◆ PROBLEM REQUIREMENTS: Quote word for word everything in the rows below, from the line that contains "As a warehouse robot's perception module, locate white" down to the line that contains "0, 304, 47, 350", including both of those lines.

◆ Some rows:
========================================================================

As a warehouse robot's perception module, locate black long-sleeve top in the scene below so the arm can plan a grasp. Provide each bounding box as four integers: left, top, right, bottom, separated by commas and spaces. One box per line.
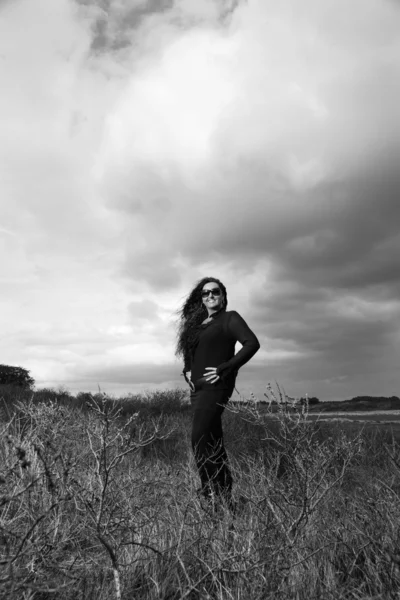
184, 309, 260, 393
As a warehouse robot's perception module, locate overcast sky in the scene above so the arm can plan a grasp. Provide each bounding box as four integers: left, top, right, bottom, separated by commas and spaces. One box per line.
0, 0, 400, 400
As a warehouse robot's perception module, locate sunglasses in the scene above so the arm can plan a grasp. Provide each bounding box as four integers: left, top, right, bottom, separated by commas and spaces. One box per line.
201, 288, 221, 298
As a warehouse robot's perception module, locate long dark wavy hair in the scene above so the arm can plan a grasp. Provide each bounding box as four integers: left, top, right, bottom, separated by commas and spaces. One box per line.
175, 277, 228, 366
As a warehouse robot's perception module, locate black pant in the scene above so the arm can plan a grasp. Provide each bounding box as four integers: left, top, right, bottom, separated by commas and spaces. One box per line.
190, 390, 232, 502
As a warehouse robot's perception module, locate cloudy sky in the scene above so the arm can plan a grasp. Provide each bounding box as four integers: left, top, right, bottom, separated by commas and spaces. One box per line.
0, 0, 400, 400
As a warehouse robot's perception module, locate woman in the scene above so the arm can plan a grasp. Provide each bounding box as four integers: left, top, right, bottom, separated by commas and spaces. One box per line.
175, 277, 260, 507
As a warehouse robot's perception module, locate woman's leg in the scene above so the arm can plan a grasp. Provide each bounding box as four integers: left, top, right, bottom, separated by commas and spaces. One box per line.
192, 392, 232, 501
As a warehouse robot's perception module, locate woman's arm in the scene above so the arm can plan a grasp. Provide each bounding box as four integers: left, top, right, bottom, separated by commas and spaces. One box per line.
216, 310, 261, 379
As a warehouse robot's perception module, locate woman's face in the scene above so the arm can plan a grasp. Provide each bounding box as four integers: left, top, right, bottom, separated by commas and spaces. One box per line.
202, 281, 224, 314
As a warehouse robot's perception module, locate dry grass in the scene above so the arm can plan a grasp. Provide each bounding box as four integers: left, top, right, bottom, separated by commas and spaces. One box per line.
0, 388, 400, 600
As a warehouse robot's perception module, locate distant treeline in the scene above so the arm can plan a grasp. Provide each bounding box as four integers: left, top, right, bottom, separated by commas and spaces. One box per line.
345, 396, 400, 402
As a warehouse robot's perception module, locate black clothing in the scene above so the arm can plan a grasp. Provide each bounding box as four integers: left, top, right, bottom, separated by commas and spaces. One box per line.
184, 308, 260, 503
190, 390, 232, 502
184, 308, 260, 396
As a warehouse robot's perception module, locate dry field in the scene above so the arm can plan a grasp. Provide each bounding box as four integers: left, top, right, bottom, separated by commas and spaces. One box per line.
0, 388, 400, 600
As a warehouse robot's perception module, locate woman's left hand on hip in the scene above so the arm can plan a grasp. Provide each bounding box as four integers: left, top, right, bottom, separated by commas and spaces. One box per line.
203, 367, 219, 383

========================================================================

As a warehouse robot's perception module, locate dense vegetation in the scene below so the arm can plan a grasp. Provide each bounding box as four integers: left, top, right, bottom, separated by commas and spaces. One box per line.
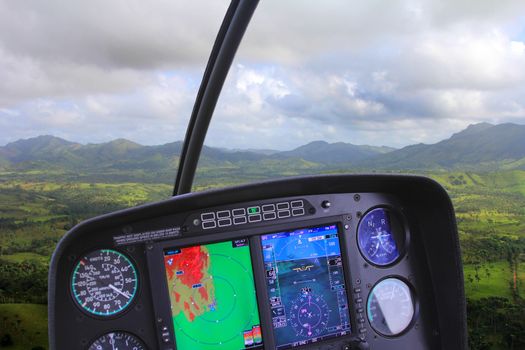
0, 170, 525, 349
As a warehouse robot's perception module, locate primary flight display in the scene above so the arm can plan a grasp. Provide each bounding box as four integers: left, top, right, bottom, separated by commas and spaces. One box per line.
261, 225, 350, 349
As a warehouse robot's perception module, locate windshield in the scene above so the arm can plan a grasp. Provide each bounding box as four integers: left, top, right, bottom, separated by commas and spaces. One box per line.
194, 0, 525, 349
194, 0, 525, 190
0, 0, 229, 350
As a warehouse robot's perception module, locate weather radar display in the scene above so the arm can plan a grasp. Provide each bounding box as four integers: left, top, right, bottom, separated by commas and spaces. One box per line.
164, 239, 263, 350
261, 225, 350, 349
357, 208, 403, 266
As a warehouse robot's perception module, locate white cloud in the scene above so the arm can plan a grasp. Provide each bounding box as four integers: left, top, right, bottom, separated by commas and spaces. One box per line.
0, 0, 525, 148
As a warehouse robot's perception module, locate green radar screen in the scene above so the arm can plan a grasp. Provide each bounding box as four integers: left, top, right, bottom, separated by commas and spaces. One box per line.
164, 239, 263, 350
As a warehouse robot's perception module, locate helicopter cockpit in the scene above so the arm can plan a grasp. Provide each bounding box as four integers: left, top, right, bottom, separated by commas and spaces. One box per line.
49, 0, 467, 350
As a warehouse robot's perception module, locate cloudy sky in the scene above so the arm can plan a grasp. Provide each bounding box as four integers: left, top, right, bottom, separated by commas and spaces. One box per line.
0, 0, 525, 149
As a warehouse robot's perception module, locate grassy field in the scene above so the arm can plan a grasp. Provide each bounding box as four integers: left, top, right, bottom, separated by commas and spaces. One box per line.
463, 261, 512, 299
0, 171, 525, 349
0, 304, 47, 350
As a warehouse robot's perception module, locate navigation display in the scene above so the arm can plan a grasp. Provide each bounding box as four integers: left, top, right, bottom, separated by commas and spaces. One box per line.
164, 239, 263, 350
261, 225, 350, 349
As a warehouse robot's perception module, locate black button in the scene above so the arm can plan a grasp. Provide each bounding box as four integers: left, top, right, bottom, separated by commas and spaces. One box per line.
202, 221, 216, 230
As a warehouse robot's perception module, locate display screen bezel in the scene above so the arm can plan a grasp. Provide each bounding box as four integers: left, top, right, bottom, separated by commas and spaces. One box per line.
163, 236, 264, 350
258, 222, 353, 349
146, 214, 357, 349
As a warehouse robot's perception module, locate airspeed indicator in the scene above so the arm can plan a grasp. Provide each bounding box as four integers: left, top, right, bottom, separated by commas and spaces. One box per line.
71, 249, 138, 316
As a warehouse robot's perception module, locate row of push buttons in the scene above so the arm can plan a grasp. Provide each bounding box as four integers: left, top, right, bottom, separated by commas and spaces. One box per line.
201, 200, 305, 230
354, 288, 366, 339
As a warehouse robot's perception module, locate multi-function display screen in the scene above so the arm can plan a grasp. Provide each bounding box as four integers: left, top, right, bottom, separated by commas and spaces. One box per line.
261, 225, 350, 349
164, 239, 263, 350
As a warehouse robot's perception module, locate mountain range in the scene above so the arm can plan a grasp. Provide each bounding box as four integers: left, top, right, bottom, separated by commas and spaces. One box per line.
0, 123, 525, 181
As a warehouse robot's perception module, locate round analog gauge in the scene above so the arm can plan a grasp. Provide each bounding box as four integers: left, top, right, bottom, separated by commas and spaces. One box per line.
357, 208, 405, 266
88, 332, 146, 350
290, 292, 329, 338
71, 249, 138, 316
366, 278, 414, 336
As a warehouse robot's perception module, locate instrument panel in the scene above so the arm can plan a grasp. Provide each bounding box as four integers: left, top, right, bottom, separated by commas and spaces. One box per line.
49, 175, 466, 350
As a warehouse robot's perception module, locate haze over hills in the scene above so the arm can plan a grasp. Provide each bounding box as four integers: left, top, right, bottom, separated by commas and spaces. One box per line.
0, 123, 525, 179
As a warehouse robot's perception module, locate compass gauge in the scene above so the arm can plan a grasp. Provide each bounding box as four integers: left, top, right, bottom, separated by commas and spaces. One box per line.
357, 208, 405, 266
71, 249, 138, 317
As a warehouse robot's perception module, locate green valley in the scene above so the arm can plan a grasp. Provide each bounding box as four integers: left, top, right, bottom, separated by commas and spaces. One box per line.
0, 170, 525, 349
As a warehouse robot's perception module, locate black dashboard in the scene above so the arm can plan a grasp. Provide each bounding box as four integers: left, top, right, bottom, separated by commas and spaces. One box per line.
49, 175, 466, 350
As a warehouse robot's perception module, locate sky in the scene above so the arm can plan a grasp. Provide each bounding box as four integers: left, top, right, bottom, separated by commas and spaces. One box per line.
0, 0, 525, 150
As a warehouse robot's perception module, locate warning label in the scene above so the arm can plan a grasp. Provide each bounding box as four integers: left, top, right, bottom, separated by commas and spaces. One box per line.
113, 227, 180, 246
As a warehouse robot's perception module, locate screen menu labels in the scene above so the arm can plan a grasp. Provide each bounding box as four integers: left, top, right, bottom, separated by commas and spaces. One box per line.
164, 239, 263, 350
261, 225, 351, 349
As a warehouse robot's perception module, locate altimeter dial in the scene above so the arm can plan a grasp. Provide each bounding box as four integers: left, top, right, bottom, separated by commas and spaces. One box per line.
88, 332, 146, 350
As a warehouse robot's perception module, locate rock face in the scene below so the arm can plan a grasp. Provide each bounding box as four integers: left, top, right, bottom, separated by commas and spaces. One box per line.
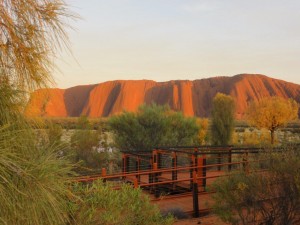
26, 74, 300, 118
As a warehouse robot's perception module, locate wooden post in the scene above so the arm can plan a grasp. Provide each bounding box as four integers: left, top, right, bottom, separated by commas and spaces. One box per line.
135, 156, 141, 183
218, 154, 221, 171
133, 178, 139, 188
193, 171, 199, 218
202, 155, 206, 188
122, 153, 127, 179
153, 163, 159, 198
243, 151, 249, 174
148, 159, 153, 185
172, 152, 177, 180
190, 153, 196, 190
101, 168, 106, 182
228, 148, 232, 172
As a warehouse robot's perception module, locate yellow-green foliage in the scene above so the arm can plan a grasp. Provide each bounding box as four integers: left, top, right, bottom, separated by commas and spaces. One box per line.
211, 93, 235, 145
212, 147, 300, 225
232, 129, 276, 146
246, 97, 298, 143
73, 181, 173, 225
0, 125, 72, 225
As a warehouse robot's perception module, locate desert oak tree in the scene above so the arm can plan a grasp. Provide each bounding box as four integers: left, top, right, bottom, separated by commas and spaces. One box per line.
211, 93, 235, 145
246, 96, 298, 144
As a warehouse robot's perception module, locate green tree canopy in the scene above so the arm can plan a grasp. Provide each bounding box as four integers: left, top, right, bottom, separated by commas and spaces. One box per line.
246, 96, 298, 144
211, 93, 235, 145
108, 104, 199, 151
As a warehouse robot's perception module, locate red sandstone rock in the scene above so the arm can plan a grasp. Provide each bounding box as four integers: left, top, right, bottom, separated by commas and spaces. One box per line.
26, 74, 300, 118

========================================================================

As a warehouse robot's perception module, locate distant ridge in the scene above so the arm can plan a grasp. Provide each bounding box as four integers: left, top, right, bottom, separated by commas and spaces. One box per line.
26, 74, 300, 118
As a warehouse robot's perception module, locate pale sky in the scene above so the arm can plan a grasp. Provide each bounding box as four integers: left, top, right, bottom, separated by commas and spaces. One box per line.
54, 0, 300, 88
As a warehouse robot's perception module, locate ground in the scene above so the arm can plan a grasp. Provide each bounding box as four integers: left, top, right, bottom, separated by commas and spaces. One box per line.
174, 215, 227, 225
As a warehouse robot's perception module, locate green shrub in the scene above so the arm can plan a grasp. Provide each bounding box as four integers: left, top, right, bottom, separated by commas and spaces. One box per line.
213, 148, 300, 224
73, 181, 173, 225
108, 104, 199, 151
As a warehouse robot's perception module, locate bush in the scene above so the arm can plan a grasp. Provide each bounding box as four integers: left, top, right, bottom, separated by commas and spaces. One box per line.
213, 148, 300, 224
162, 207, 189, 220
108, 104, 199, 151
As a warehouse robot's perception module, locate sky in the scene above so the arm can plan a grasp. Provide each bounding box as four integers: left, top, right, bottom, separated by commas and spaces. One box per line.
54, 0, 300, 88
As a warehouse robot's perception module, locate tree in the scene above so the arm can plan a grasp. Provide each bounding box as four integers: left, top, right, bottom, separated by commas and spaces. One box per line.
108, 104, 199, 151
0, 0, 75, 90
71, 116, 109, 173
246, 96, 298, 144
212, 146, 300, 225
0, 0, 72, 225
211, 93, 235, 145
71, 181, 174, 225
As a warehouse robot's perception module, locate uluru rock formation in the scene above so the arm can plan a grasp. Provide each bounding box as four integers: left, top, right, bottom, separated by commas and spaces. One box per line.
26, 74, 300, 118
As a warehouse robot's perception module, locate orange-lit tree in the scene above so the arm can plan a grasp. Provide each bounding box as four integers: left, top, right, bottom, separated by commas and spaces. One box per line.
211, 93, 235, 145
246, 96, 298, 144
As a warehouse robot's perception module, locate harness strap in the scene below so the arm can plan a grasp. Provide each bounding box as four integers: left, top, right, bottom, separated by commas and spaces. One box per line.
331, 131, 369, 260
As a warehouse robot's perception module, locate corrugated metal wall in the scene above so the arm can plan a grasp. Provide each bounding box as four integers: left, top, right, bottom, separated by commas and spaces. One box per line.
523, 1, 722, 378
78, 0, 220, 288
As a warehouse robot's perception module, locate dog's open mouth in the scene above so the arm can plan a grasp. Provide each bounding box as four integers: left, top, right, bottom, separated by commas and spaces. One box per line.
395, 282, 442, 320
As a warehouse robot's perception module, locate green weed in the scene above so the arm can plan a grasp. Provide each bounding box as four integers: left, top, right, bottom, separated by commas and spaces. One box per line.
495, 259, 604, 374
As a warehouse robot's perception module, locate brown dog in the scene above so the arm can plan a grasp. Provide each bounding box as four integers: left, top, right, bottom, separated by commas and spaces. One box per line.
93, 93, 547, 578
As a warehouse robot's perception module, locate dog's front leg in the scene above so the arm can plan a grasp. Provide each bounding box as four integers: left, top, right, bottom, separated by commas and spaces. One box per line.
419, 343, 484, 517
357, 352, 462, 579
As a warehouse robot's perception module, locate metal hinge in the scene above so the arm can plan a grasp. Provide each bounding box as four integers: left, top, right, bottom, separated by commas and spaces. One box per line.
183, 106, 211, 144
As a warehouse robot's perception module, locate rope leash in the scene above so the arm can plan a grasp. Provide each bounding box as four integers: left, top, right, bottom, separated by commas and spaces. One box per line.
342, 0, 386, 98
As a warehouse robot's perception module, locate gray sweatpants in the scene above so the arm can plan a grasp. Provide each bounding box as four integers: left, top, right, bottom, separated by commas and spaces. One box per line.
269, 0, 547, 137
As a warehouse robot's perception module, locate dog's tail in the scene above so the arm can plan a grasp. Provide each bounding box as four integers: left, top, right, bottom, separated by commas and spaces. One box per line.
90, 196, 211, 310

========================================================================

◆ ANSWER TO THE PROBLEM:
As a warehouse robot's perception module, locate white cloud in the scene above so the arm can plan a grasp. Provide each bounding box as four integers: left, top, right, bottom, separated by commas and spaces. One box per line.
0, 0, 525, 148
As a warehouse robot's perception module, locate green radar screen in the scene above so the arm can plan a grasp. Provide each bounding box as four integers: left, top, right, bottom, separated by commas and spaces. One box per line.
164, 239, 263, 350
As a warehouse robot's perception module, locate helicopter cockpit in the scene above so the arm can plan a grasp. Provide each bounding box as four integers: left, top, right, bottom, separated by commas and spaces. One box per line.
49, 0, 467, 350
As a warehouse robot's perception module, locate cloudy sky in the scene above so the arm can plan a grasp. Provide each bounding box as four integers: left, top, right, bottom, separated by commas and spaces. One box per line.
0, 0, 525, 149
As a warehouse robot's perception module, locate grassy field in the scene above so the arm can plan a grasp. Provide each bounding box as four integers: left, top, right, bottom, separated by commas and spaces. One box per line.
463, 261, 512, 299
0, 171, 525, 349
0, 304, 47, 350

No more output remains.